TASK DETAILS:
Answer these questions from the Merie Tales commentary below, one line each:
(a) How many labors does the miller carry out?
(b) In what century did celibacy first become required of priests?
(c) Whom does Skelton accuse of jealousy?
---- SELECTION
A theef he was for sothe of corn and mele,

And that a sly, and usaunt for to stele.

                                (“Reeve’s Tale,” 3939-3940)

 

The miller’s habitual sharp practices are assumed in Merie Tales and the plot concerns his gaining forgiveness from Skelton by his craftiness which allows him to accomplish a series of apparently impossible tasks.  The development of the tale is leisurely enough to more closely resemble a folktale than a joke.  In the course of detailing the miller’s four labors the narrator manages to indulge in scatology as well as ridiculing a priest before concluding with a grisly artifice involving the head of an executed criminal.  All three somewhat shocking elements sustain the narrative development and all may be forgotten when, in the end, Skelton does pardon the fellow. 

     Surely for most readers the most charming story is that of Skelton’s presenting his child to his congregation in church (7, appended).  Priestly celibacy, of course, had not been a dogma in the early church and was not required until the eleventh century.  Differences on the issue were one factor is the Great Schism.  After celibacy was asked of priests, enforcement remained very uneven.  Some priests, even after being reprimanded for keeping lovers and children, went then for years without changing their ways or losing their responsibility for the souls under their care.

     The story might possibly be a version of a real event, but, whether it is or not, it is told with such an appealing innocence and such natural wholesome confidence that it is memorable regardless of historicity.  Rather than reacting defensively, Skelton’s response is proud, accusing those who had complained of him to the bishop of jealousy and boasting of the beauty of both his wife and child and showing off the little one naked before the people, declaring “"How say you, neighbours all? is not this child as fair as is the best of all yours? It hath nose, eyes, hands, and feet, as well as any of your: it is not like a pig, nor a calf, nor like no fowl nor no monstrous beast.”
--------
---- DATA SECTION
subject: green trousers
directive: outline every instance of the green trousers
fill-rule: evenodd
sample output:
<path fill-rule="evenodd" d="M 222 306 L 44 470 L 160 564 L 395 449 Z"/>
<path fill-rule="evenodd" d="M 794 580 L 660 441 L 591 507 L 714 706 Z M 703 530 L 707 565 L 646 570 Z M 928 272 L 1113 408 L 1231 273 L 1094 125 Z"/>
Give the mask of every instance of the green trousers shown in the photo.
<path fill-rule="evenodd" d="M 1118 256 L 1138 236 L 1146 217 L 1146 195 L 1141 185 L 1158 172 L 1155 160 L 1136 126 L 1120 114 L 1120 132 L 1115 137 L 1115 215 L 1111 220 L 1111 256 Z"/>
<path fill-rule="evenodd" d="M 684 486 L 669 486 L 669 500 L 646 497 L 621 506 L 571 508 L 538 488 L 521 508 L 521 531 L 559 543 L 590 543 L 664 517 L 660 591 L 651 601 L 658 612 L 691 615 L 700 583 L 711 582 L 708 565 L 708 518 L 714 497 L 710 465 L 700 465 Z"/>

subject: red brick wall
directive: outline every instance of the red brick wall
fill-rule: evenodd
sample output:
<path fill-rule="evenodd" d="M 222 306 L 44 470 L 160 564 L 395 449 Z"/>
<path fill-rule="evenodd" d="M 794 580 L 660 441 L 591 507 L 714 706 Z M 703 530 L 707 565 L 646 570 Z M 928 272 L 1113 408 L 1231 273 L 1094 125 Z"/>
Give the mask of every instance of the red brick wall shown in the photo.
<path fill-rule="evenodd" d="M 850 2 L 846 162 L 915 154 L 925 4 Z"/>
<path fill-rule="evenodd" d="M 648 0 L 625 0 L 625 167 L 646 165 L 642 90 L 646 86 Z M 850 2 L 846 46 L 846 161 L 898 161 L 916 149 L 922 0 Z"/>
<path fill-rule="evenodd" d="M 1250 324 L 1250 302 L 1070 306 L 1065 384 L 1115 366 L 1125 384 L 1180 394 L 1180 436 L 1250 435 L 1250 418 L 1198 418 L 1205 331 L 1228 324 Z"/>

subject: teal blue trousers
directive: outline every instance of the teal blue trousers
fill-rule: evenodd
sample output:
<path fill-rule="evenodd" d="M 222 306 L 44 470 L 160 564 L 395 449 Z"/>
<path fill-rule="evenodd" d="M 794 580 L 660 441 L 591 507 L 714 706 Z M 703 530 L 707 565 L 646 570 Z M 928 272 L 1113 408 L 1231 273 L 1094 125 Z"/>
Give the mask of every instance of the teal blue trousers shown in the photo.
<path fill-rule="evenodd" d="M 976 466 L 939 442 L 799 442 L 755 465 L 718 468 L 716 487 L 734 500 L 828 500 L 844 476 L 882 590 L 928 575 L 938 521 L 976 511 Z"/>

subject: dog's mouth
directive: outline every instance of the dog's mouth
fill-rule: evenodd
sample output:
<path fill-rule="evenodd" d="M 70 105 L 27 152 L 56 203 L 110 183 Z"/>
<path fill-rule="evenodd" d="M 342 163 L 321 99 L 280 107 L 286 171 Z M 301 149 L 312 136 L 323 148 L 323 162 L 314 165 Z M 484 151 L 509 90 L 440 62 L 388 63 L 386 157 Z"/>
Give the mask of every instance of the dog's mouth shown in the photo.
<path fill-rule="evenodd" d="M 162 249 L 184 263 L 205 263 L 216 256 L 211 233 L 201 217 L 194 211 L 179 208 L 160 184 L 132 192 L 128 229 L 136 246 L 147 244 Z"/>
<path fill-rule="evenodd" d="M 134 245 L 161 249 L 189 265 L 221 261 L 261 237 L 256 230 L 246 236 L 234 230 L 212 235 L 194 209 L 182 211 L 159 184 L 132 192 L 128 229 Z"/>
--------
ANSWER TO THE TASK:
(a) Four.
(b) The eleventh century.
(c) Those who had complained of him to the bishop.